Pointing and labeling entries
# # # #
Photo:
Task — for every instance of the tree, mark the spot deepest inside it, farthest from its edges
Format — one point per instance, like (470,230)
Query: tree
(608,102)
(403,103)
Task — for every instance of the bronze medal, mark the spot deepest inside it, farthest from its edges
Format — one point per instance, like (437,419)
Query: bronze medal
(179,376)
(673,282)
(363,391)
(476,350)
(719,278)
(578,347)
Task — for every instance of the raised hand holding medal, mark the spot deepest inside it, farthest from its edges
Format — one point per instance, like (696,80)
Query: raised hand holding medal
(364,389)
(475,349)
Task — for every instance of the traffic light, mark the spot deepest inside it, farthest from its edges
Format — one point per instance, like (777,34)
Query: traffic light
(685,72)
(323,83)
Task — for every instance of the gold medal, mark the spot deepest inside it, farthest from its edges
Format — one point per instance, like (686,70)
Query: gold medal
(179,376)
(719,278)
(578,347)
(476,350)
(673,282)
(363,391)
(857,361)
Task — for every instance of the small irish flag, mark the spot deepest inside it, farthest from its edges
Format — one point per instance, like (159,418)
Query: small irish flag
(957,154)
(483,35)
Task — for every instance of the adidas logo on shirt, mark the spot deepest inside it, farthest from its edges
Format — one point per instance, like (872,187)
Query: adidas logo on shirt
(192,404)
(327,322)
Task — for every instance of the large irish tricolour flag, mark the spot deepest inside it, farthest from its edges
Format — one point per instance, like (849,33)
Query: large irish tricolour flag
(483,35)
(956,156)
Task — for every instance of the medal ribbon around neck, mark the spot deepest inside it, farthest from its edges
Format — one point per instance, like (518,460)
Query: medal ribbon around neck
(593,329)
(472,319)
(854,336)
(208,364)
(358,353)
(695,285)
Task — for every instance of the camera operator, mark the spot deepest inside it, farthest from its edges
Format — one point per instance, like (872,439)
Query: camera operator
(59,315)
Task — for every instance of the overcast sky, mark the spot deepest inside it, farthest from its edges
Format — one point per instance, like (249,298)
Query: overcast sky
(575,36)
# # # #
Stated goal
Starting at the line that contains "Task — for every instance of the overcast" and ending at the last line of the data above, arrange those lines as a numbered list and leave out any blank lines.

In response
1. Task — for every instance of the overcast sky, mark the spot deepest inside it, farthest from its edges
2. Format — one point per instance, like (249,298)
3. Query: overcast sky
4. (575,36)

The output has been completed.